GOAL OF THE EXERCISE:
Your answer is a number only: how many lines in the data below contain "roof"?

DATA PROVIDED:
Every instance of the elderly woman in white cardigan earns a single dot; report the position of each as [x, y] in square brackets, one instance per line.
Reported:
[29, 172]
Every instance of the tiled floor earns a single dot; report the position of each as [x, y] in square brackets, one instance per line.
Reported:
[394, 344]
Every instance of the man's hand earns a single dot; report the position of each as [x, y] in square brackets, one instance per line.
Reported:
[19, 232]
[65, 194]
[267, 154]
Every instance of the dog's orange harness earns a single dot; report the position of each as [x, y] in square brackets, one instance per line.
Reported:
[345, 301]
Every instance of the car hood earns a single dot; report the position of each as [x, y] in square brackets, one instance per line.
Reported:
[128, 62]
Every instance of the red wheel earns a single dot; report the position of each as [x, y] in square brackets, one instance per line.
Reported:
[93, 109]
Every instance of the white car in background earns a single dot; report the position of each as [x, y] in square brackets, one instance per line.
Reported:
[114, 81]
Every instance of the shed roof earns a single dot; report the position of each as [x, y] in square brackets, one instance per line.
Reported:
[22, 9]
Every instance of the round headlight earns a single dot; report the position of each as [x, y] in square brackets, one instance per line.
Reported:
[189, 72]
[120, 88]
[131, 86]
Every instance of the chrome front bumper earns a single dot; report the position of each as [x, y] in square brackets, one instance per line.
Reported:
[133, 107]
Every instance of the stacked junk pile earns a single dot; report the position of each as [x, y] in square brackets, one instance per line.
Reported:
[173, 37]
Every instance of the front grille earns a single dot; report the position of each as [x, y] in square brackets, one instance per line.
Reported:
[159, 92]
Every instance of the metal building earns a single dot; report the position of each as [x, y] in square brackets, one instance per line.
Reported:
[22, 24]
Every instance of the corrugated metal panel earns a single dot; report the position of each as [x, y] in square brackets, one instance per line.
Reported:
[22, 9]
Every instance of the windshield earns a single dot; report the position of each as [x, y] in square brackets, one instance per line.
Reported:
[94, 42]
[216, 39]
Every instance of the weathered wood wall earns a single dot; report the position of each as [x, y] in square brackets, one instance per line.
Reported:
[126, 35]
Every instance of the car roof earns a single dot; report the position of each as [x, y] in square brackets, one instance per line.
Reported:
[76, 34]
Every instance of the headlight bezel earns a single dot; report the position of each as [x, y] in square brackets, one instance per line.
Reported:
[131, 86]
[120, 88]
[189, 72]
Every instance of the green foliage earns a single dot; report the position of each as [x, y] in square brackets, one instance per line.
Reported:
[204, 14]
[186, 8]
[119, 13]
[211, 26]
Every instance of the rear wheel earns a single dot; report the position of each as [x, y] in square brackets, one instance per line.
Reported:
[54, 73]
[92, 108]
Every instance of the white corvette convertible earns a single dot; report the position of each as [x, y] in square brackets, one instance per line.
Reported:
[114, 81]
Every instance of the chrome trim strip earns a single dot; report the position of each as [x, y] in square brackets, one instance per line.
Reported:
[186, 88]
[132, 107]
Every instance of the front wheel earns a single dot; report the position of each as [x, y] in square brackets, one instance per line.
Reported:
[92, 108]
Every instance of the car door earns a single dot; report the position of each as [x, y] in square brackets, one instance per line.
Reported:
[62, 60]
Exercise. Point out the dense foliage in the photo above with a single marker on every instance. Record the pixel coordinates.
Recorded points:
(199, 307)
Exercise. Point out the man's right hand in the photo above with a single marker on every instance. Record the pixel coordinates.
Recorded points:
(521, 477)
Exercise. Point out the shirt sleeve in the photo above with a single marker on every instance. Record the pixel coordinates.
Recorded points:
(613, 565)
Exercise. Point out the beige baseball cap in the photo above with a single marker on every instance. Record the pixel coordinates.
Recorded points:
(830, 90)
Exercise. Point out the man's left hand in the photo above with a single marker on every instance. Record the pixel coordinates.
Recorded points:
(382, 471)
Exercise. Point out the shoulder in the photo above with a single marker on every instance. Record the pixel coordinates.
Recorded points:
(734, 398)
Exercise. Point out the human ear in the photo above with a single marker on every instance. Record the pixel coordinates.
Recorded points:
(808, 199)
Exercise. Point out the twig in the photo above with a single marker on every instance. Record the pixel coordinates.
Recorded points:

RESPONSE:
2